◆ **Selected text**
☆ ☆ ☆ ☆ ☆

Chair of the House Republican Policy Committee
- In office January 3, 2007 – January 3, 2011
- Leader: John Boehner
- Preceded by: Adam Putnam
- Succeeded by: Tom Price

Member of the U.S. House of Representatives from Michigan's 11th district
- In office January 3, 2003 – July 6, 2012
- Preceded by: Constituency established
- Succeeded by: David Curson

Member of the Michigan Senate from the 9th district
- In office January 13, 1999 – January 8, 2003
- Preceded by: Robert Geake
- Succeeded by: Dennis Olshove

Personal details
- Born: Thaddeus George McCotter August 22, 1965 (age 60) Livonia, Michigan, U.S.
- Party: Republican
- Education: University of Detroit (BA, JD)

= Thaddeus McCotter =

American politician (born 1965)

Thaddeus George McCotter (born August 22, 1965) is an American politician, radio host, and a member of the Republican Party. He was the U.S. representative from from 2003 to 2012. The district at the time consisted of portions of Detroit's northwestern suburbs, such as Livonia, Westland and Novi. He was also a candidate for the Republican nomination for president in the 2012 election.

McCotter first entered politics in 1992 when he was elected to the Wayne County Commission. He then served in the Michigan Senate from 1999 to 2003. In 2002, McCotter was elected to the U.S. House of Representatives. From July to September 2011, McCotter was a candidate for the Republican presidential nomination for the 2012 race. After a last place finish in the Iowa Straw Poll in August and failing to secure a spot in the presidential debates, McCotter suspended his campaign.

After ending his presidential campaign, McCotter decided to run again for his seat in Congress, but he failed to qualify for the 2012 Republican primary in his congressional district after most of his petition signatures were rejected as invalid. McCotter himself was not suspected of wrongdoing, though several of his staffers were charged with duplicating signatures and other electoral crimes, and some convicted. McCotter later sued some of the perpetrators for damage to his reputation, but fallout from the ensuing scandal resulted in McCotter's resignation from Congress in July 2012.

==Early life, education, and career==
McCotter was born in Detroit, Michigan, and is a 1983 graduate of Detroit Catholic Central High School in Redford. His mother, Georgia Joan McCotter, was the city clerk of Livonia.
He received a B.A. from the University of Detroit in 1987 and a J.D. from the same school in 1990.

☆ ☆ ☆ ☆ ☆

A block of data
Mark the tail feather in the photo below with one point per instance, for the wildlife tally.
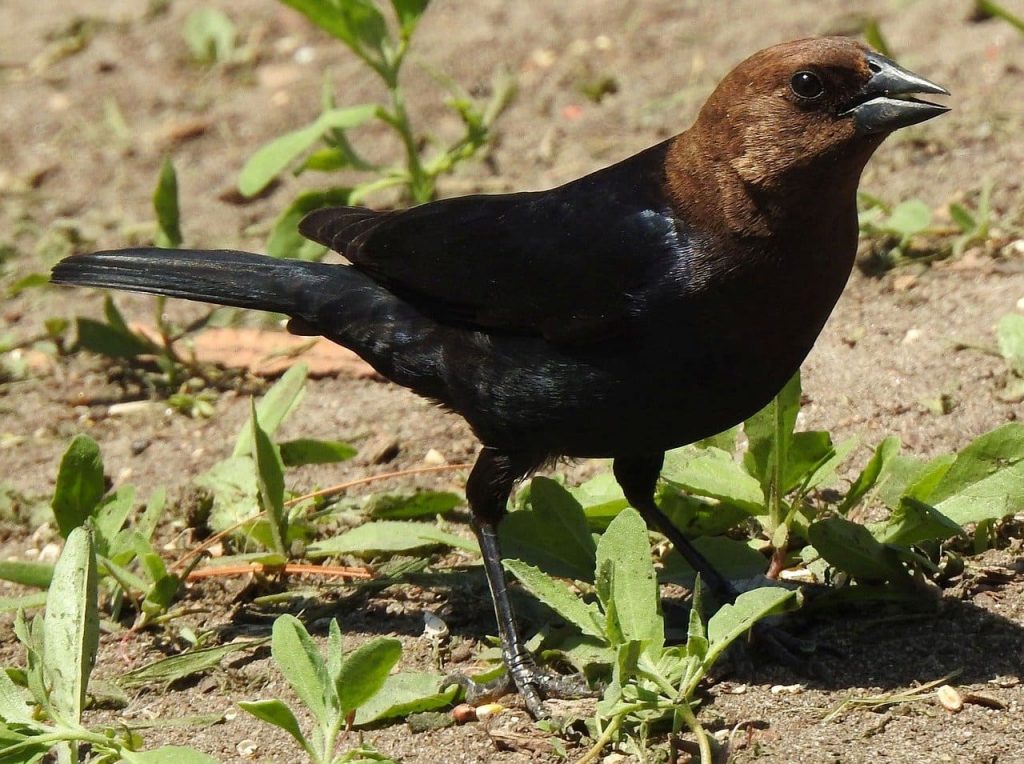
(220, 277)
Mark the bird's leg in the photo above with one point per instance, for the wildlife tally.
(487, 491)
(638, 477)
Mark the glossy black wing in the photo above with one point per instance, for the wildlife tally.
(572, 263)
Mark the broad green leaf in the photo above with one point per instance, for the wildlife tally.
(111, 516)
(714, 473)
(876, 466)
(13, 604)
(1011, 337)
(409, 12)
(626, 545)
(736, 560)
(276, 713)
(169, 755)
(420, 504)
(274, 407)
(983, 458)
(210, 36)
(307, 451)
(80, 483)
(734, 620)
(552, 535)
(103, 340)
(71, 626)
(403, 694)
(270, 482)
(913, 521)
(963, 217)
(285, 239)
(13, 708)
(273, 158)
(850, 547)
(189, 663)
(303, 667)
(365, 670)
(769, 433)
(909, 218)
(995, 497)
(27, 573)
(356, 23)
(558, 597)
(387, 537)
(601, 499)
(165, 204)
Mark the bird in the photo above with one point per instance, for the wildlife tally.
(641, 307)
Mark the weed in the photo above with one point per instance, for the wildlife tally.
(365, 31)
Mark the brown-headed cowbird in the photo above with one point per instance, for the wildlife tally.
(639, 308)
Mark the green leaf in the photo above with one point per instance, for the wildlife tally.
(634, 591)
(71, 626)
(210, 36)
(912, 522)
(552, 534)
(558, 597)
(307, 451)
(876, 466)
(365, 670)
(165, 204)
(909, 218)
(270, 482)
(356, 23)
(736, 560)
(409, 12)
(303, 667)
(403, 694)
(271, 159)
(734, 620)
(285, 239)
(13, 708)
(276, 713)
(714, 473)
(404, 506)
(27, 573)
(984, 457)
(1011, 338)
(80, 483)
(387, 537)
(769, 433)
(274, 407)
(170, 755)
(963, 217)
(850, 547)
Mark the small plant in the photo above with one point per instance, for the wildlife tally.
(332, 689)
(906, 231)
(61, 648)
(364, 30)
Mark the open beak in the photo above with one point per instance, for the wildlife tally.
(886, 102)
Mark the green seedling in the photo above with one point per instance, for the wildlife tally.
(340, 690)
(61, 648)
(130, 569)
(325, 143)
(622, 635)
(210, 36)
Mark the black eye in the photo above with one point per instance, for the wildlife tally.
(807, 85)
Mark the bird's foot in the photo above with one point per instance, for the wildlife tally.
(532, 682)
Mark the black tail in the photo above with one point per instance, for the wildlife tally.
(220, 277)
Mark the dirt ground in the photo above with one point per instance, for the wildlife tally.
(887, 355)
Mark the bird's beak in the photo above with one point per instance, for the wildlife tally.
(885, 103)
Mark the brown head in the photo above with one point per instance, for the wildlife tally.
(795, 119)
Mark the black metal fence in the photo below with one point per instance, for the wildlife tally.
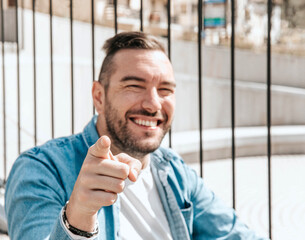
(13, 31)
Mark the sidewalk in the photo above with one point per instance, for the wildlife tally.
(288, 194)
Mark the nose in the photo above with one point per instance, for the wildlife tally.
(151, 101)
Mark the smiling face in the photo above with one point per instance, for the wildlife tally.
(136, 110)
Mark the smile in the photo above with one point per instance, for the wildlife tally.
(146, 123)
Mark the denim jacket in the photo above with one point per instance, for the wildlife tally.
(42, 179)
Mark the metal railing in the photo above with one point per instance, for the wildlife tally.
(199, 41)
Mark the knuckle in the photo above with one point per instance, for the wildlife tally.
(120, 186)
(110, 199)
(83, 197)
(124, 171)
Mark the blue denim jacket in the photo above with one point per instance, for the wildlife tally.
(42, 179)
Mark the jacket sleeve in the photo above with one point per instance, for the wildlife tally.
(33, 201)
(212, 218)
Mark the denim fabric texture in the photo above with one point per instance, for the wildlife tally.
(42, 179)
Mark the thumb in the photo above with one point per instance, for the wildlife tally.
(101, 149)
(135, 165)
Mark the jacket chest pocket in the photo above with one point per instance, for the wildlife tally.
(188, 214)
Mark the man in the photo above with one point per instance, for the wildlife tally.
(112, 181)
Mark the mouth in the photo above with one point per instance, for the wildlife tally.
(146, 123)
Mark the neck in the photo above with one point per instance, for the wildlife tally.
(102, 130)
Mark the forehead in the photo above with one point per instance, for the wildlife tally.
(151, 63)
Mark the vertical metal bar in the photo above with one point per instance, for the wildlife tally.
(72, 63)
(93, 45)
(115, 16)
(269, 115)
(169, 50)
(51, 66)
(18, 79)
(200, 86)
(3, 94)
(233, 97)
(34, 73)
(141, 16)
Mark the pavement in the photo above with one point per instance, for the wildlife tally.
(288, 195)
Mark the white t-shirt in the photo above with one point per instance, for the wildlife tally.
(142, 215)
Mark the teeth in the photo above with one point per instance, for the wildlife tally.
(146, 123)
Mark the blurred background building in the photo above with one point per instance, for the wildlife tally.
(37, 98)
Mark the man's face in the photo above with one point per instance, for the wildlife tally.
(140, 101)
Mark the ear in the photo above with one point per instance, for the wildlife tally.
(98, 96)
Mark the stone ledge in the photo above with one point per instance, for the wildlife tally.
(249, 141)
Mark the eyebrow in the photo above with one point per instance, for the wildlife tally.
(139, 79)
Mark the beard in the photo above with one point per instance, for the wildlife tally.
(124, 138)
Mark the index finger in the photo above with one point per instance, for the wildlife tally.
(101, 149)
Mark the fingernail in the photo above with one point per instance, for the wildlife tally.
(135, 173)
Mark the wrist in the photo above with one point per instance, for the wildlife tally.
(79, 219)
(76, 231)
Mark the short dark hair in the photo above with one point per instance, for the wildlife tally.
(124, 40)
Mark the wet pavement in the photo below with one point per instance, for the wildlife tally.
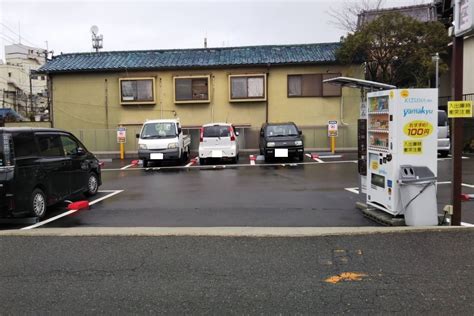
(426, 273)
(319, 192)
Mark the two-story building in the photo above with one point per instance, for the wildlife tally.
(247, 86)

☆ ☆ ☆ ☆ ☆

◆ **Goals**
1) Using the passage on Thaddeus McCotter, decide whether each statement agrees with it, answering yes or no and quoting the deciding words: (a) McCotter served in the Michigan Senate from 1999 to 2003. (b) McCotter finished first in the Iowa Straw Poll. (c) McCotter's mother was the city clerk of Westland.
2) Please reproduce the stretch of the passage on Thaddeus McCotter from "Personal details" through "the 2012 election.".
3) Answer these questions from the passage on Thaddeus McCotter:
(a) Who succeeded McCotter as chair of the House Republican Policy Committee?
(b) In what year was McCotter elected to the Wayne County Commission?
(c) What high school did McCotter graduate from in 1983?

◆ **Answers to the exercises**
1)
(a) Yes: "He then served in the Michigan Senate from 1999 to 2003."
(b) No: "After a last place finish in the Iowa Straw Poll in August"
(c) No: "His mother, Georgia Joan McCotter, was the city clerk of Livonia."

2)
Personal details
- Born: Thaddeus George McCotter August 22, 1965 (age 60) Livonia, Michigan, U.S.
- Party: Republican
- Education: University of Detroit (BA, JD)

= Thaddeus McCotter =

American politician (born 1965)

Thaddeus George McCotter (born August 22, 1965) is an American politician, radio host, and a member of the Republican Party. He was the U.S. representative from from 2003 to 2012. The district at the time consisted of portions of Detroit's northwestern suburbs, such as Livonia, Westland and Novi. He was also a candidate for the Republican nomination for president in the 2012 election.

3)
(a) Tom Price
(b) 1992
(c) Detroit Catholic Central High School in Redford